> **EXERCISE BRIEF**: Please carry on the forum post about brains and machine learning from where it stops.

> **TEXT**:

---

Post by general313 on Nov 17, 2017 1:09:09 GMT
So you think there is something special that happens at a higher level in the brain that is beyond the reach of machine learning designers? Some kind of emergent property? As I said before, given the history of observers imaging some fundamental and special difference between the biological and non-biological, I won't bet on it.
As neural scientists probe deeper into how human vision works, they are discovering more about how the brain processes images for recognition, and it bears a striking resemblance to the neural networks used in machine learning.
It doesn't matter where the inspiration came from. If we can create artificial neural networks that exhibit the same behavior as brain structures it takes away some of the mystery of how the brain works. That the behavior can be replicated with inorganic machinery suggests that there's nothing special about biological brain cells. It's simply a factor of how we evolved,
just as we locomote via muscles and bones, and not with wheels.

---

> **DATA UNDER STUDY**:
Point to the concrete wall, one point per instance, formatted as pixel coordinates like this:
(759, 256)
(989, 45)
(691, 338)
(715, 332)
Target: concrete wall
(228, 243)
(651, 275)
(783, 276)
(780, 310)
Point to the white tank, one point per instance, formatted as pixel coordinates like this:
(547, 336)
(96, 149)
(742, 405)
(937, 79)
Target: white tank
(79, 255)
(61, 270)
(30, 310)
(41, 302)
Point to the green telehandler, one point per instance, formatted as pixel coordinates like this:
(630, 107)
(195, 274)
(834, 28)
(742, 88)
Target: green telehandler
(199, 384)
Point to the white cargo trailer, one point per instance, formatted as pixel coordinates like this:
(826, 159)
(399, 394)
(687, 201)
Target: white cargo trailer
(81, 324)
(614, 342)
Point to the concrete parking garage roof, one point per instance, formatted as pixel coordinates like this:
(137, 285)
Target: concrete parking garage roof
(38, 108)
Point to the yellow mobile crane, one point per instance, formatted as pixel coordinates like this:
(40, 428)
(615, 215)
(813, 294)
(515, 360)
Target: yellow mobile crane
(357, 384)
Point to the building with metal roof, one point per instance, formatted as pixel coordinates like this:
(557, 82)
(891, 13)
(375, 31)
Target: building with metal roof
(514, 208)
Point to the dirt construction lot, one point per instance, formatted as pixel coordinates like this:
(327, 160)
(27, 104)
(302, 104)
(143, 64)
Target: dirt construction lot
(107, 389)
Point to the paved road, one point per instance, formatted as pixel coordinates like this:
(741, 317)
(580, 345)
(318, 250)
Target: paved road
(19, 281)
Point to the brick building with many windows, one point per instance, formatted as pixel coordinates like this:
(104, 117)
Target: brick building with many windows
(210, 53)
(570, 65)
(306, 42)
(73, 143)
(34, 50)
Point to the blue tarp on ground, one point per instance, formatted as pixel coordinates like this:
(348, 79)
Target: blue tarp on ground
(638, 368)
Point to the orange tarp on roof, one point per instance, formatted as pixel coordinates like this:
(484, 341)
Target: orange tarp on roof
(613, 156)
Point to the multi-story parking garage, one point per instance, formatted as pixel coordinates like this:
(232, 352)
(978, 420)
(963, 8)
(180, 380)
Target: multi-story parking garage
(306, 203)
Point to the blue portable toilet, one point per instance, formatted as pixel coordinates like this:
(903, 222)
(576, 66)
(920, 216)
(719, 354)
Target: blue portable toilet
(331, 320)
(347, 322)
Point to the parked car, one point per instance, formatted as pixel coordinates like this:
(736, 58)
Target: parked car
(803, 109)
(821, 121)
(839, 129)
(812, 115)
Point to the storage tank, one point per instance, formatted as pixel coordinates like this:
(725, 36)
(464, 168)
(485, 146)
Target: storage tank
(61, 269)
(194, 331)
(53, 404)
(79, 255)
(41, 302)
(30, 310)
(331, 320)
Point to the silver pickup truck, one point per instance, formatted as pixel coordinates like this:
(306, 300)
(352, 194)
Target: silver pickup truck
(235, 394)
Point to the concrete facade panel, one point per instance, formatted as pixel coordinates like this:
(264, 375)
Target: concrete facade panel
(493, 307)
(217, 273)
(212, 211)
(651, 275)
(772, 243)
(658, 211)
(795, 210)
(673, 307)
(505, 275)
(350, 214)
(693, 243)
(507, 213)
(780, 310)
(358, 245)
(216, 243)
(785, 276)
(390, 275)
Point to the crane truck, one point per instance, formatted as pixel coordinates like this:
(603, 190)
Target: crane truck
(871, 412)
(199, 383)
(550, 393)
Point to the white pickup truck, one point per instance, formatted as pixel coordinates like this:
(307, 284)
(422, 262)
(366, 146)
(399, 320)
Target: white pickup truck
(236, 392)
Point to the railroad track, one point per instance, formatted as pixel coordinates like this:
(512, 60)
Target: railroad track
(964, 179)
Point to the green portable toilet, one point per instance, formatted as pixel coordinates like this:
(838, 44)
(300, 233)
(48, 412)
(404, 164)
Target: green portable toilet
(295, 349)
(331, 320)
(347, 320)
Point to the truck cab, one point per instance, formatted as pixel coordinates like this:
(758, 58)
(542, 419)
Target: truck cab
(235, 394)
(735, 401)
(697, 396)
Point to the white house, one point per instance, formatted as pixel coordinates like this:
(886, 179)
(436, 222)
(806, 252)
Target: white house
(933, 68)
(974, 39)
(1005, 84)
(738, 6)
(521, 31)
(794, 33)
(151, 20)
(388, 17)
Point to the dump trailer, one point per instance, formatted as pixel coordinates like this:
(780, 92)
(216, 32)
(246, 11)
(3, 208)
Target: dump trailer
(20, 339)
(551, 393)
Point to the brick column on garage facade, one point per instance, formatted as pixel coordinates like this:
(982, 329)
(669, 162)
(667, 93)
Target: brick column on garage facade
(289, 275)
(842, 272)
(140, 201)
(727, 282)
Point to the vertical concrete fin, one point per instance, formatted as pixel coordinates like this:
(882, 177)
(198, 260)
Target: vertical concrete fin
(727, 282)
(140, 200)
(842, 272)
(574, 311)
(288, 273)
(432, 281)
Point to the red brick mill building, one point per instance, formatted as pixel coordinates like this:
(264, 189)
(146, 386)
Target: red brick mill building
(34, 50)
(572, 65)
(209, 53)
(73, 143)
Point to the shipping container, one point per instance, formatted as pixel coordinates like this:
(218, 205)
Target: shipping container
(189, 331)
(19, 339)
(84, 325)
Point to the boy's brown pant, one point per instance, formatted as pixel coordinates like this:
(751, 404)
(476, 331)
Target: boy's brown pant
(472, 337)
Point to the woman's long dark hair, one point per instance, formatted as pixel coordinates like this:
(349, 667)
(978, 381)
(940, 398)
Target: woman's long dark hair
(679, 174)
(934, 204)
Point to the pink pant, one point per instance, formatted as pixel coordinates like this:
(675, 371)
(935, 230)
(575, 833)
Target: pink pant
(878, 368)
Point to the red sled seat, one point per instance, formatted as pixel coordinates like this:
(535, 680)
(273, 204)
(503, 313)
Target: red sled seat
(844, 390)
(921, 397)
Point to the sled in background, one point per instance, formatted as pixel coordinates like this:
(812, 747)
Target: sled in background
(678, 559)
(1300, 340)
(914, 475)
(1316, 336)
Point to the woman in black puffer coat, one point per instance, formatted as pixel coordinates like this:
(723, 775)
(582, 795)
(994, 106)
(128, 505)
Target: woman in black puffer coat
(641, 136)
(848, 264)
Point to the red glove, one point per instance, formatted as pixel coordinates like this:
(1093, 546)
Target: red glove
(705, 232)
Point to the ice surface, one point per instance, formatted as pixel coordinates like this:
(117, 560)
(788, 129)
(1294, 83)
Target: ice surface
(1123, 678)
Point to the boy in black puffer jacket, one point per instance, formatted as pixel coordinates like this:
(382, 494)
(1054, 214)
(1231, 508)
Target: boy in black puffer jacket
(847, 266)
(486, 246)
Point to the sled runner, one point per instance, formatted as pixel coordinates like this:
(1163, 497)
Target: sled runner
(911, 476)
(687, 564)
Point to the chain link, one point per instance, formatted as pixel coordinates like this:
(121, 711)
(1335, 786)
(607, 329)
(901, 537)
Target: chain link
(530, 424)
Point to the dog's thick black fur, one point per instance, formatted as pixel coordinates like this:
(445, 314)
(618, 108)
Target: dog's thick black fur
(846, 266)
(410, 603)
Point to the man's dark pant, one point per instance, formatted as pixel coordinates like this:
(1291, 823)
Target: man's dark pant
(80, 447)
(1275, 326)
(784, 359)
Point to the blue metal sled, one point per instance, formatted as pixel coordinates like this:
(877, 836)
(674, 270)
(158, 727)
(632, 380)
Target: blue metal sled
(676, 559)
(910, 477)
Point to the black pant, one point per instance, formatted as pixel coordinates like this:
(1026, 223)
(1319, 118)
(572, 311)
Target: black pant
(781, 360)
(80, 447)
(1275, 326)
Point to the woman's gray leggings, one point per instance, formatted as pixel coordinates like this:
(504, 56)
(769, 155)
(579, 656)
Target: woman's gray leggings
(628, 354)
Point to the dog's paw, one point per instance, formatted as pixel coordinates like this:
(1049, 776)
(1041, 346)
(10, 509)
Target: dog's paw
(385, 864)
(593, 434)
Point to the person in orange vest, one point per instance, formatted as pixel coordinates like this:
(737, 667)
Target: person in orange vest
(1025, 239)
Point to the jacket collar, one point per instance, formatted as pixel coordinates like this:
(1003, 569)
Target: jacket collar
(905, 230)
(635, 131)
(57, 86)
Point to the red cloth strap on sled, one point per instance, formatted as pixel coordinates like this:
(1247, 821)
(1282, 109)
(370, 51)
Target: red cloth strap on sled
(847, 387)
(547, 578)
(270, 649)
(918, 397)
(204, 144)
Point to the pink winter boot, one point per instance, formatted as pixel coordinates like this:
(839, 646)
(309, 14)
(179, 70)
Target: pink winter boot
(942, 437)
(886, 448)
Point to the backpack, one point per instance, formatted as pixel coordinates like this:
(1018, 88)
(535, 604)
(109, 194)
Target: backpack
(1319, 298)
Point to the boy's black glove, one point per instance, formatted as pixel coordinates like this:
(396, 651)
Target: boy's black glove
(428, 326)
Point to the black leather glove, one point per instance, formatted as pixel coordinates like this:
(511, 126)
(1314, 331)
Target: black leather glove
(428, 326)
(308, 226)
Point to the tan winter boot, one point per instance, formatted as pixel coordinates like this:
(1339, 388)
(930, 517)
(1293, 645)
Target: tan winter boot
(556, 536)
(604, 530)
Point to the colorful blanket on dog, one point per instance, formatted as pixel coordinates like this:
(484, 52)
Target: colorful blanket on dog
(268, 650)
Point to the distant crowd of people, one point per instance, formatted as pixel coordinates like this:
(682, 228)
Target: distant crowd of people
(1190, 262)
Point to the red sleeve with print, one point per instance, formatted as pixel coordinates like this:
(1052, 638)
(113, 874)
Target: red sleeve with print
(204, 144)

---

> **SOLVED EXERCISE**:
Learning and memory retention in human brains and neural networks work the same way, by adjusting interconnection weights (synapses in the case of humans and layer node coefficients in a neural network).
You dismiss "simple mechanical circuits", but brains and smart computers derive their power in the organization of very large numbers of simple elements.
That is true so far, but that is mainly a question of the number of neurons that are in the human brain (100 billion or so I believe). Admittedly we are still in the infancy of machine learning, but I think there is every reason to expect great advances in our ability to make hardware powerful to rival the capabilities of the human brain in the not too distant future. Hence the concern of the main topic of this thread.